• **INSTRUCTIONS TO FOLLOW**: Please copy all of the data below word for word. Leave the pictures out of your copy.

• **MATERIAL PROVIDED**:
───

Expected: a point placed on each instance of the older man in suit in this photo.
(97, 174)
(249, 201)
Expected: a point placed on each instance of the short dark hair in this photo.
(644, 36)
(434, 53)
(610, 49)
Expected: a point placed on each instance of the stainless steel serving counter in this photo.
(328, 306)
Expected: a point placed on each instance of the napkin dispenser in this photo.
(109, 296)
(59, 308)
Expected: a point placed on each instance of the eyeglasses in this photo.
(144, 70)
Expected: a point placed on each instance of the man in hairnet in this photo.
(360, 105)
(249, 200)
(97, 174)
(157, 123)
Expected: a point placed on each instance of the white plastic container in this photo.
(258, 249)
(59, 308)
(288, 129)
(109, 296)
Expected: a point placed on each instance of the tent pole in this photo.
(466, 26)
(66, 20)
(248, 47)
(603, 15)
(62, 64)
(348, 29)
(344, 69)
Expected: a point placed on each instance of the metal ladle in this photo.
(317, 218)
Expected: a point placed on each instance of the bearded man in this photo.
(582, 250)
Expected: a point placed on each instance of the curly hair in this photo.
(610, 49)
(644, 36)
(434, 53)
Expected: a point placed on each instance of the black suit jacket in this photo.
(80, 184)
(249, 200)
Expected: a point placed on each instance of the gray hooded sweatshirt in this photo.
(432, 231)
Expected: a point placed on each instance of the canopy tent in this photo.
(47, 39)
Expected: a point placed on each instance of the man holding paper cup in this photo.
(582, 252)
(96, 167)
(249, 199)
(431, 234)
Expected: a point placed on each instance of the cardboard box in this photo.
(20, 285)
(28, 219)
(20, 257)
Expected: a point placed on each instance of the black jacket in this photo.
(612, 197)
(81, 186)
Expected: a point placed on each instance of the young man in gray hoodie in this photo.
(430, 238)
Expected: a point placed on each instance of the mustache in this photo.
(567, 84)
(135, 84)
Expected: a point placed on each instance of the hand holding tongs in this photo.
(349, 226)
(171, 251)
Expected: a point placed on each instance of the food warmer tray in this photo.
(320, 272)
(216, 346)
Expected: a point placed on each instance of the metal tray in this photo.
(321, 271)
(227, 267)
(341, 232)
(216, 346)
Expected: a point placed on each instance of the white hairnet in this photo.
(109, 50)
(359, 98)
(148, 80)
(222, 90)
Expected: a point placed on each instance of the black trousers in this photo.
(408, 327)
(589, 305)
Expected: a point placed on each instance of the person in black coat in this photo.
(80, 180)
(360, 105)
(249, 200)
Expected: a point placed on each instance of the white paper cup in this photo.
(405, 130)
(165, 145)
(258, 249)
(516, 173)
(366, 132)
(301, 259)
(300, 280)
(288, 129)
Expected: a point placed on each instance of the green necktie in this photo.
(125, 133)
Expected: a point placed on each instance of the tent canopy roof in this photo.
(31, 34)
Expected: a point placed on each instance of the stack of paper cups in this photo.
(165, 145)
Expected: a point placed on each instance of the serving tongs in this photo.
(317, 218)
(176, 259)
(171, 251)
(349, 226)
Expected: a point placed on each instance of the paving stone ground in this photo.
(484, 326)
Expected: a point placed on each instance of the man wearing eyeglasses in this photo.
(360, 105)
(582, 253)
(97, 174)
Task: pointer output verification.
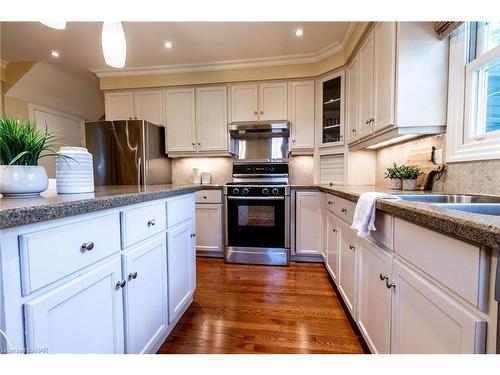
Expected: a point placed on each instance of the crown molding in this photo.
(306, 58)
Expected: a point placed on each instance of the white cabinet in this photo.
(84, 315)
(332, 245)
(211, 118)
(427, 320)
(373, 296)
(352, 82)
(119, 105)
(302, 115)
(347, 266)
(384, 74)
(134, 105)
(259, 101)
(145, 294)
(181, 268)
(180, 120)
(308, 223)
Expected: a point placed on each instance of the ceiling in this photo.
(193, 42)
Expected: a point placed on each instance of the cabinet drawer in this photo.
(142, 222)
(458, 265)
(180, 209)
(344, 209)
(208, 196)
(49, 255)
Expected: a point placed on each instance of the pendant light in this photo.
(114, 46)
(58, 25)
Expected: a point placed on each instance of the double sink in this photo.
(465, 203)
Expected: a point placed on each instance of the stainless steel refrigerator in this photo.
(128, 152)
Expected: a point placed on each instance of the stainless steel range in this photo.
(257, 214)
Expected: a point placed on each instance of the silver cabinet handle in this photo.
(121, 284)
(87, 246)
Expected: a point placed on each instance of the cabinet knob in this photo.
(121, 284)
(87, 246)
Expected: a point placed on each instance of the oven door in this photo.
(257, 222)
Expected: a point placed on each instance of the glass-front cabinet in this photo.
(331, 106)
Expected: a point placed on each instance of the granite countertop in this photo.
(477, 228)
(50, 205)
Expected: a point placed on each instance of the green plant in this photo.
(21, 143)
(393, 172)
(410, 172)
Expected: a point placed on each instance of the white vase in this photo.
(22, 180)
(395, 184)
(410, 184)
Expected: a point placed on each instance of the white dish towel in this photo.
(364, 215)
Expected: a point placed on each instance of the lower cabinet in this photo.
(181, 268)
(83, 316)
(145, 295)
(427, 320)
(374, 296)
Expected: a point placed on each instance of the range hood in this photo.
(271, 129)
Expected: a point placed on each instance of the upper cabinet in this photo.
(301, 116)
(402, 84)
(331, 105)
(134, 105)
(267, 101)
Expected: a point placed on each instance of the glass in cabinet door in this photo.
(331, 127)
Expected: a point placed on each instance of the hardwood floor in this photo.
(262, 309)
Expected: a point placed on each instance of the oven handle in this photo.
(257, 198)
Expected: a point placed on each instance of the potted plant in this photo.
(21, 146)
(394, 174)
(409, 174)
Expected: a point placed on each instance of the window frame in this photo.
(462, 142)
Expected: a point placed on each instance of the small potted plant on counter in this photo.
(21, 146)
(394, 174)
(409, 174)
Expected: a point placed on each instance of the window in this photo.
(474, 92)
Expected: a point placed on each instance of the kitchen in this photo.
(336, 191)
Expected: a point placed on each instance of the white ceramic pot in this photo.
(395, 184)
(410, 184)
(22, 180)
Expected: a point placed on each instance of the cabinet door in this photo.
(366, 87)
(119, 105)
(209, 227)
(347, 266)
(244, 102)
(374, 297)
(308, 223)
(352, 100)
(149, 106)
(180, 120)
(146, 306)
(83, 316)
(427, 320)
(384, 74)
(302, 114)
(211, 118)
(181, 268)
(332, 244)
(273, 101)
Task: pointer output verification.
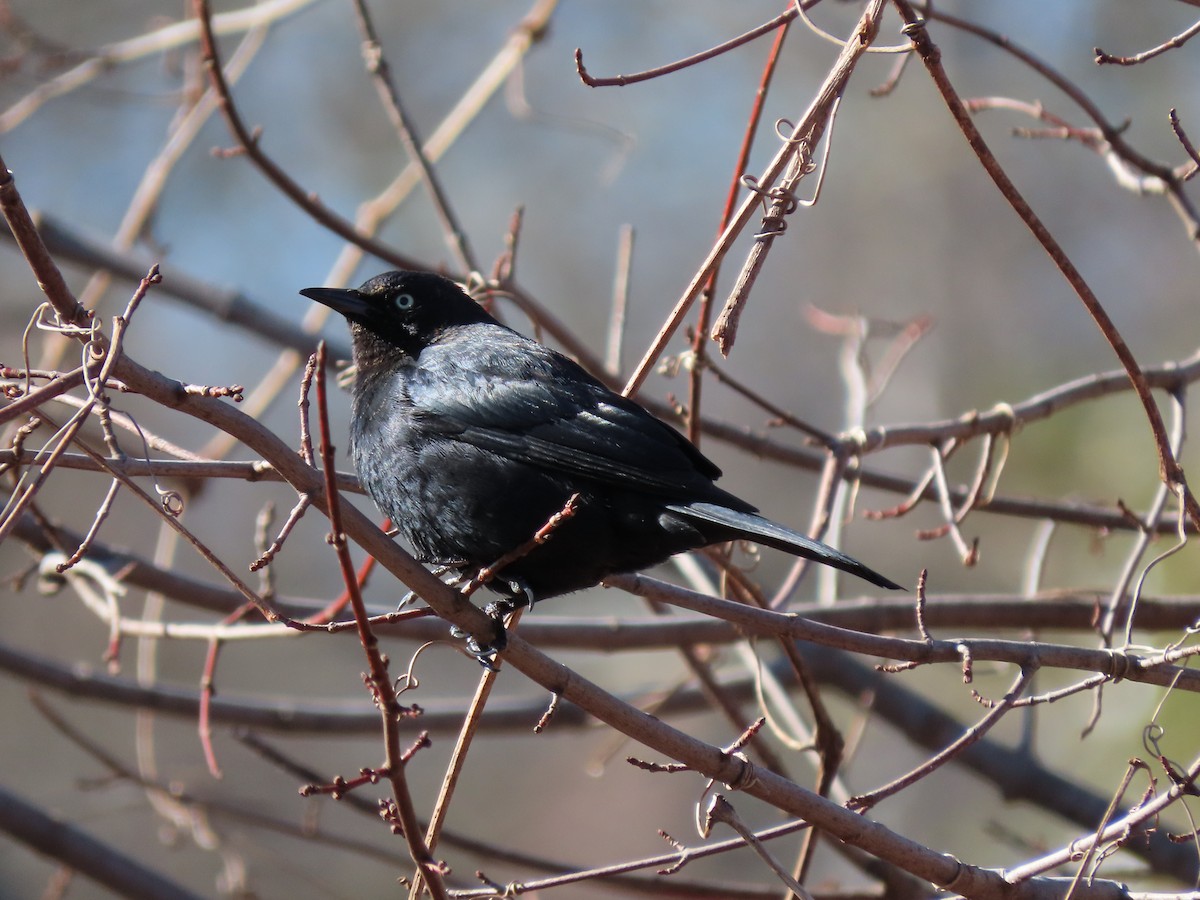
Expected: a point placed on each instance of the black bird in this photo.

───

• **SOLUTION BELOW**:
Expected: a point placed on each instance of the older man in suit in this photo.
(97, 174)
(249, 201)
Expected: a point placed on each instance of the short dark hair in this photo.
(644, 36)
(434, 53)
(610, 49)
Expected: a point placed on each instance of the stainless steel serving counter in this photo.
(328, 306)
Expected: a point placed on each instance of the napkin dispenser in this photo.
(109, 296)
(59, 308)
Expected: a point placed on each instance of the eyeglasses in this photo.
(144, 70)
Expected: a point placed on each instance of the man in hairnet in this photo.
(360, 105)
(249, 200)
(97, 174)
(157, 123)
Expected: a point placed on each instance of the white plastic container in this photo.
(258, 249)
(59, 308)
(288, 129)
(109, 296)
Expected: a point placed on each instance of the tent pole in this photo.
(466, 26)
(66, 20)
(248, 47)
(603, 15)
(62, 64)
(348, 29)
(344, 69)
Expected: a point placed on each instance of the metal ladle in this photo.
(317, 218)
Expected: a point placed on each instance of the bearded man in this photo.
(582, 250)
Expected: a point placed on each instance of the curly hair in this photo.
(610, 49)
(644, 36)
(434, 53)
Expected: a point placed on each instance of the black suit jacket in this photo.
(80, 184)
(249, 200)
Expected: a point placed on each instance of the gray hooded sweatshirt in this photo.
(432, 231)
Expected: a point placed on each instance of the canopy tent in this photo.
(47, 39)
Expected: a point placed on each instance of the man holding paper cup in this photo.
(582, 252)
(96, 167)
(249, 199)
(431, 234)
Expected: a point placed on each instance of the cardboard box in this photo.
(20, 285)
(28, 219)
(20, 257)
Expected: a point placed on each instance of the black jacket in this photo.
(612, 197)
(81, 186)
Expected: a point placed on each instance of the young man in gray hoodie in this photo.
(430, 238)
Expected: a point placed on each instance of the mustache in this photo.
(567, 84)
(135, 84)
Expected: a point placed on each instance of the hand holding tongs in this photo.
(349, 226)
(171, 251)
Expected: a point placed on each instance of the food warmer tray in this photo.
(320, 272)
(216, 346)
Expected: a point placed on each instance of the metal tray in this photo.
(321, 271)
(227, 267)
(341, 232)
(216, 346)
Expected: a point placed on each instance of the white hairnet in this photo.
(109, 50)
(359, 98)
(148, 80)
(222, 90)
Expected: a point placed on each instance of the black trousers in this photo.
(408, 327)
(589, 305)
Expected: a point placed on each instance of the person in black coat in this photo.
(80, 180)
(360, 105)
(249, 200)
Expected: a point placed on each instance of the white paper cup in this photo.
(405, 130)
(165, 145)
(258, 249)
(516, 173)
(366, 132)
(301, 259)
(300, 280)
(288, 129)
Expected: a point placed on each instance of the green necktie in this photo.
(125, 133)
Expected: a point placed on each instance of the tent canopy roof in this photo.
(31, 34)
Expected: a point placed on each instance of the stack of paper cups in this photo.
(165, 145)
Expected: a point placed on each instance of the serving tongs in this photo.
(317, 218)
(176, 259)
(171, 251)
(349, 226)
Expected: a point placed on each instance of the paving stone ground in this photo.
(484, 326)
Expected: a point placed on each instance of the man wearing eyeglasses in this photo.
(360, 105)
(582, 253)
(97, 174)
Task: pointer output verification.
Expected: a point placed on each instance of the crown molding in this photo.
(306, 58)
Expected: a point placed on each instance of the white cabinet in this photo.
(84, 315)
(332, 245)
(211, 118)
(427, 320)
(373, 296)
(352, 82)
(119, 105)
(302, 115)
(347, 266)
(384, 74)
(134, 105)
(259, 101)
(145, 294)
(181, 268)
(180, 120)
(308, 223)
Expected: a point placed on each instance of the ceiling in this photo.
(193, 42)
Expected: a point placed on each instance of the cabinet drawer in this photo.
(142, 222)
(458, 265)
(180, 209)
(344, 209)
(208, 196)
(49, 255)
Expected: a point placed on each instance of the pendant light in this photo.
(114, 46)
(58, 25)
Expected: a point placed on each instance of the double sink in this photo.
(465, 203)
Expected: a point placed on each instance of the stainless steel refrigerator in this photo.
(128, 152)
Expected: a point placed on each instance of the stainless steel range in this photo.
(257, 214)
Expected: a point placed on each instance of the silver cabinet handle in this photo.
(121, 284)
(87, 246)
Expected: a point placed on each instance of the cabinet knob in this photo.
(121, 284)
(87, 246)
Expected: a point placed on each instance of the oven door in this photo.
(257, 222)
Expected: a point placed on each instance of the glass-front cabinet in this photo.
(331, 106)
Expected: a point placed on each instance of the granite countertop in this photo.
(477, 228)
(50, 205)
Expected: a point placed on each instance of the green plant in this photo.
(21, 143)
(393, 172)
(410, 172)
Expected: a point placed on each instance of the white vase in this photo.
(22, 180)
(395, 184)
(410, 184)
Expected: a point placed on each instance of the white dish towel in this photo.
(364, 215)
Expected: a point placed on each instance of the lower cabinet in this photo.
(181, 268)
(83, 316)
(145, 295)
(427, 320)
(374, 296)
Expected: a point placed on each instance of the range hood in this photo.
(271, 129)
Expected: a point placed on each instance of the upper cabinet in this photo.
(301, 116)
(402, 84)
(331, 105)
(134, 105)
(267, 101)
Expected: a point placed on each instance of the glass in cabinet door in this photo.
(331, 127)
Expected: a point placed on each instance of the hardwood floor in this photo.
(262, 309)
Expected: a point placed on each instance of the oven handle in this photo.
(257, 198)
Expected: a point placed on each instance of the potted plant in this photo.
(21, 146)
(394, 174)
(409, 174)
Expected: a point placed on each instance of the window frame in this photo.
(462, 142)
Expected: a point placed on each instance of the small potted plant on counter in this photo.
(21, 146)
(394, 174)
(409, 174)
Expected: a point placed on each instance of the window in this photo.
(474, 92)
Expected: a point placed on each instance of the kitchen in this photo.
(336, 191)
Expected: a point placed on each instance of the white ceramic pot in this photo.
(395, 184)
(410, 184)
(22, 180)
Expected: a point placed on each instance of the cabinet door in this photo.
(366, 87)
(119, 105)
(209, 227)
(347, 266)
(244, 102)
(374, 297)
(308, 223)
(352, 100)
(149, 106)
(180, 120)
(146, 306)
(83, 316)
(427, 320)
(384, 74)
(302, 114)
(211, 118)
(181, 268)
(332, 244)
(273, 101)
Task: pointer output verification.
Expected: a point placed on each instance of the black bird in this photo.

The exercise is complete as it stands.